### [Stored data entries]

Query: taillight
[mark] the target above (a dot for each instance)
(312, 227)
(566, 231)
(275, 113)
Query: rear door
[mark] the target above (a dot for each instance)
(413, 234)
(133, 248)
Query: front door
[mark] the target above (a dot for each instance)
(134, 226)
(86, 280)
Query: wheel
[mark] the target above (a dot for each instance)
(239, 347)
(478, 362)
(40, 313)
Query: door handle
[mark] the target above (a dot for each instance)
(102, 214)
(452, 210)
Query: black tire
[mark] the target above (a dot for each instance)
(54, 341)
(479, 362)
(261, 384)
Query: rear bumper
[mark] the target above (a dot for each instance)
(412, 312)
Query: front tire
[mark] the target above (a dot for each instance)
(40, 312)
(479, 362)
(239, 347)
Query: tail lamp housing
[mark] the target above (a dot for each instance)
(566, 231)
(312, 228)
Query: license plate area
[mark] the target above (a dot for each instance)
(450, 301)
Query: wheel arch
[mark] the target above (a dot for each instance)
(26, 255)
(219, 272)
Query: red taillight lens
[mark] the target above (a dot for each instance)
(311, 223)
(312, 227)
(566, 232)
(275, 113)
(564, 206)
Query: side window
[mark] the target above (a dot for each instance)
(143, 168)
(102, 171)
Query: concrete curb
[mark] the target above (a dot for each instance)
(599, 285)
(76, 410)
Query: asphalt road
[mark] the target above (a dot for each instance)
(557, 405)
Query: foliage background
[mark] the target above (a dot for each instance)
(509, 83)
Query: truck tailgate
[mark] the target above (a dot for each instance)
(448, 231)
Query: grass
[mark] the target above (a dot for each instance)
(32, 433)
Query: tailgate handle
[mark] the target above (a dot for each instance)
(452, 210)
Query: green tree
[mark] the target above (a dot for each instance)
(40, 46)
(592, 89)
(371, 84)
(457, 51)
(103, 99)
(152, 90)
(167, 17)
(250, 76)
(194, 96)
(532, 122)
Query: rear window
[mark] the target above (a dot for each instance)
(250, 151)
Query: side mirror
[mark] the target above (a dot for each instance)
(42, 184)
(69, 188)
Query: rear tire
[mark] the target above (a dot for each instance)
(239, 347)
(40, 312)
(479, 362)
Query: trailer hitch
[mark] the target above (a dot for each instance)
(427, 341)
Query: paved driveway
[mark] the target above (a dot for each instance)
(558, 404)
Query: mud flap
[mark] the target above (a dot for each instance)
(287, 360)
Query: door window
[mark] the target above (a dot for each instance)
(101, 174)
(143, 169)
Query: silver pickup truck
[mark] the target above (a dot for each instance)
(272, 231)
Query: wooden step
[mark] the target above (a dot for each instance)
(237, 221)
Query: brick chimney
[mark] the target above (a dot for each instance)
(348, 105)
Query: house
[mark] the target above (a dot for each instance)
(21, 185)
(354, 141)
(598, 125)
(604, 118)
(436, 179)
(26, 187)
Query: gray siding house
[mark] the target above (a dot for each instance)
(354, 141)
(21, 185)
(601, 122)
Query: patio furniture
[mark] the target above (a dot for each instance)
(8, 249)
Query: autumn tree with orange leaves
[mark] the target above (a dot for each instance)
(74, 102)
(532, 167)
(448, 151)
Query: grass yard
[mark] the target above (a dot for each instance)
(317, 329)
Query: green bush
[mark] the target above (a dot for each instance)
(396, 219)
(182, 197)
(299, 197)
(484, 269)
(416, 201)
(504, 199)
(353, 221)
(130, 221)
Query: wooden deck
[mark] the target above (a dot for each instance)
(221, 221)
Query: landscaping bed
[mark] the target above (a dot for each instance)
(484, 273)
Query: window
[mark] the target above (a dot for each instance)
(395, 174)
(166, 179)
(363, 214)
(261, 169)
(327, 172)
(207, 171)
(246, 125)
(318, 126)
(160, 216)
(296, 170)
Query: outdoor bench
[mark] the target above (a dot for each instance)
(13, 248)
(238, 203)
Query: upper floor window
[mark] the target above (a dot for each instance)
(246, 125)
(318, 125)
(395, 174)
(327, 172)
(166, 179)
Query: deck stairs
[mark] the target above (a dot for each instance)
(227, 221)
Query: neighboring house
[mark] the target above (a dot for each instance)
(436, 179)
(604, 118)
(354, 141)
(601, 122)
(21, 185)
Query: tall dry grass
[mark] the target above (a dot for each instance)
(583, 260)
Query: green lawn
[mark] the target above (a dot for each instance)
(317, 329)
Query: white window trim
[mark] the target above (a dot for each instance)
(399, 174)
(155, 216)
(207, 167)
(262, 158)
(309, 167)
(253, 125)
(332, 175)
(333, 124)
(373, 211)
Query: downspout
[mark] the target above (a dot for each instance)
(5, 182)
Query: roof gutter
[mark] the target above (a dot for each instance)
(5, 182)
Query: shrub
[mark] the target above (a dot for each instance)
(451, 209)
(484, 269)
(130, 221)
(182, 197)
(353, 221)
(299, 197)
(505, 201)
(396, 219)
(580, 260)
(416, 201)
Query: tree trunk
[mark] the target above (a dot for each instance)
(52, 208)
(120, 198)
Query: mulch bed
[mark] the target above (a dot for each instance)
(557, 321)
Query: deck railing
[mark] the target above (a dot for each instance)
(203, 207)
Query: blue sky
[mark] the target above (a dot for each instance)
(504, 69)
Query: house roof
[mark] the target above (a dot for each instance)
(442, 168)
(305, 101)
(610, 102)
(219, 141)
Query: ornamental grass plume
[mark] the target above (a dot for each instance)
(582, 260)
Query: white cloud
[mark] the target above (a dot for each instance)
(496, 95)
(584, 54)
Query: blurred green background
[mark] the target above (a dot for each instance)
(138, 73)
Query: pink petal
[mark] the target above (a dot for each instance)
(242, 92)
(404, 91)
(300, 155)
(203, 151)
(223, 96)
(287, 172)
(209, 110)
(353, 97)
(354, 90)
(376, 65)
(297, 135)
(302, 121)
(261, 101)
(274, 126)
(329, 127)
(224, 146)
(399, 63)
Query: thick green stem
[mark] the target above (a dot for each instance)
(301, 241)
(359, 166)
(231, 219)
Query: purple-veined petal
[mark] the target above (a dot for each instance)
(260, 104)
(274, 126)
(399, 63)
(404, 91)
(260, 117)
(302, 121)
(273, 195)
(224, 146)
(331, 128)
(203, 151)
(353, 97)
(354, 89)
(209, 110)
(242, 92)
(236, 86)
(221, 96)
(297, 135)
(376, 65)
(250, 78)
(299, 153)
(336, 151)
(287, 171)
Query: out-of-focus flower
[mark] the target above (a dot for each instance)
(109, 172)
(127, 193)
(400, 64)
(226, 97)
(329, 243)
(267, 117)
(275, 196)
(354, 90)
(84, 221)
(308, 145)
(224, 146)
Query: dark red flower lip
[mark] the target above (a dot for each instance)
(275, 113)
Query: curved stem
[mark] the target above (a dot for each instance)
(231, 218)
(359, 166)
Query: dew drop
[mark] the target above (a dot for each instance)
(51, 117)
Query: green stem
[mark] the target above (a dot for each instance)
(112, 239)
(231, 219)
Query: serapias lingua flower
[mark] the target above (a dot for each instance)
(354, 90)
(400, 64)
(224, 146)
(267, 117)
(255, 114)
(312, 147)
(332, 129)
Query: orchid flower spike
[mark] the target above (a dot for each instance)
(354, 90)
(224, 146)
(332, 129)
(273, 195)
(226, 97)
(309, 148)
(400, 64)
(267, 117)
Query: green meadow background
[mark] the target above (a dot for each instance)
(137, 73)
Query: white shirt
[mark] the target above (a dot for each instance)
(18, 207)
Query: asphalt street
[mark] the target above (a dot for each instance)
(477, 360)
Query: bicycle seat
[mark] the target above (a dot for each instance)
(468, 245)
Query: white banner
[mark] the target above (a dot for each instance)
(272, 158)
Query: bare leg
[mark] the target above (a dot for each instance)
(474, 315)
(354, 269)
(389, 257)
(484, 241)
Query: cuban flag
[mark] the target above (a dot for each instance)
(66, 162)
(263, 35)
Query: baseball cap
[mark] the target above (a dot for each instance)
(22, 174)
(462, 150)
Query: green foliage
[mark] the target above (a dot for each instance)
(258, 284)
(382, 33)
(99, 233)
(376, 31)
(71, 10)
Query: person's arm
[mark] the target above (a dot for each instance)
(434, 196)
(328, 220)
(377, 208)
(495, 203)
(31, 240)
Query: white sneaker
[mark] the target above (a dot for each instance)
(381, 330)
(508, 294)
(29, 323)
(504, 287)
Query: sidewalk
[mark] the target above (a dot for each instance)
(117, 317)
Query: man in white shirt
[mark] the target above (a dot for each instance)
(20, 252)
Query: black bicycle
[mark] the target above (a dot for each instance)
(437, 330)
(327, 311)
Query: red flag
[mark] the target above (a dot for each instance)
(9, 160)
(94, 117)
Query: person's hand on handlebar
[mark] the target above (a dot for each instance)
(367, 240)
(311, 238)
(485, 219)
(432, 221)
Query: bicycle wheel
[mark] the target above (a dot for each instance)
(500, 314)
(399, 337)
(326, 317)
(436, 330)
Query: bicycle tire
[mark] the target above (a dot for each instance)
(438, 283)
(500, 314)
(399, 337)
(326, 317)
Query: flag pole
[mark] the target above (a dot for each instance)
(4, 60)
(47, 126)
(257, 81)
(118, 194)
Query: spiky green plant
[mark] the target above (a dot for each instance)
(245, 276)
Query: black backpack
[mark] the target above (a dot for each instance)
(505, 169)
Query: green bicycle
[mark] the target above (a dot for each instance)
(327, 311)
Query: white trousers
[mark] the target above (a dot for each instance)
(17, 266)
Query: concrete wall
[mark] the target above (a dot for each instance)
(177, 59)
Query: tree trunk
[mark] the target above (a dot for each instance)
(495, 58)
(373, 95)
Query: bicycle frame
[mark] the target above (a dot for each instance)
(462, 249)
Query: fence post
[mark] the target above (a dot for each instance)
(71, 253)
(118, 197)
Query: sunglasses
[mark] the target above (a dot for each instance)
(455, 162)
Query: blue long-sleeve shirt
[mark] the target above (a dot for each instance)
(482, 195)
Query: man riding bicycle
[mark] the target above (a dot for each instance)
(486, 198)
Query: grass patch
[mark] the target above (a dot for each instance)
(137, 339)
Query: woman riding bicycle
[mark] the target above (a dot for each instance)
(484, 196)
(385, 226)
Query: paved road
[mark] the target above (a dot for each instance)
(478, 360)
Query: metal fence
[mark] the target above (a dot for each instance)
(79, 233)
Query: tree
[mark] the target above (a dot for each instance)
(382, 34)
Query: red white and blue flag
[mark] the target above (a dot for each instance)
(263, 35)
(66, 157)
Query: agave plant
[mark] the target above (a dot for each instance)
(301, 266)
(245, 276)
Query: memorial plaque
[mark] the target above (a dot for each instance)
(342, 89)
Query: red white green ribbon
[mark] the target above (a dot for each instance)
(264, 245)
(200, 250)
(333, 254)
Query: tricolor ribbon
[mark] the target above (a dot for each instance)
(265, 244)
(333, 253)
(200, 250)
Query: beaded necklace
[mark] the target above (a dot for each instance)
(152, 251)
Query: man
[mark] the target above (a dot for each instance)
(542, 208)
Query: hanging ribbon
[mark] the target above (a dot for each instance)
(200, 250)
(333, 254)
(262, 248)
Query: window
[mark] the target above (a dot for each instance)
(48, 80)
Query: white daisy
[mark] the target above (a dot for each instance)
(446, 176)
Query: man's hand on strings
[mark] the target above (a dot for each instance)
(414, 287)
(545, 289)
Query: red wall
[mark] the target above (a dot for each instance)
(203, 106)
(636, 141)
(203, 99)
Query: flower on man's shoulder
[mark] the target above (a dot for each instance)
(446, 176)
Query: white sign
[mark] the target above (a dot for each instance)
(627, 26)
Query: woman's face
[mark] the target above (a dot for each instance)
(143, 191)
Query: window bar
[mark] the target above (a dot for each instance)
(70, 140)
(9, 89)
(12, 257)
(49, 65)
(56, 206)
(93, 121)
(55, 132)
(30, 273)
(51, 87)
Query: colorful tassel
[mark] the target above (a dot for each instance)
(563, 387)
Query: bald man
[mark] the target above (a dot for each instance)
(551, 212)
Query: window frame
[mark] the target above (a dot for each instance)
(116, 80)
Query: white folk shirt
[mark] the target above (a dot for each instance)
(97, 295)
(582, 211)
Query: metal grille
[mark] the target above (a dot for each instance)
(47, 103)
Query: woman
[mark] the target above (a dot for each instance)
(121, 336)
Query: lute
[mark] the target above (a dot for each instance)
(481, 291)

### [Task to carry out]
From the records above, repeat exactly the lines from the one with "Query: house roof" through the one with "Query: pink petal", both included.

### [Exercise output]
Query: house roof
[mark] the target above (a dot for each instance)
(442, 168)
(305, 101)
(610, 102)
(219, 141)
Query: ornamental grass plume
[mark] the target above (a dot for each instance)
(582, 260)
Query: white cloud
[mark] the target above (a dot for each instance)
(496, 95)
(584, 54)
Query: blurred green background
[mark] the target above (a dot for each instance)
(138, 73)
Query: pink petal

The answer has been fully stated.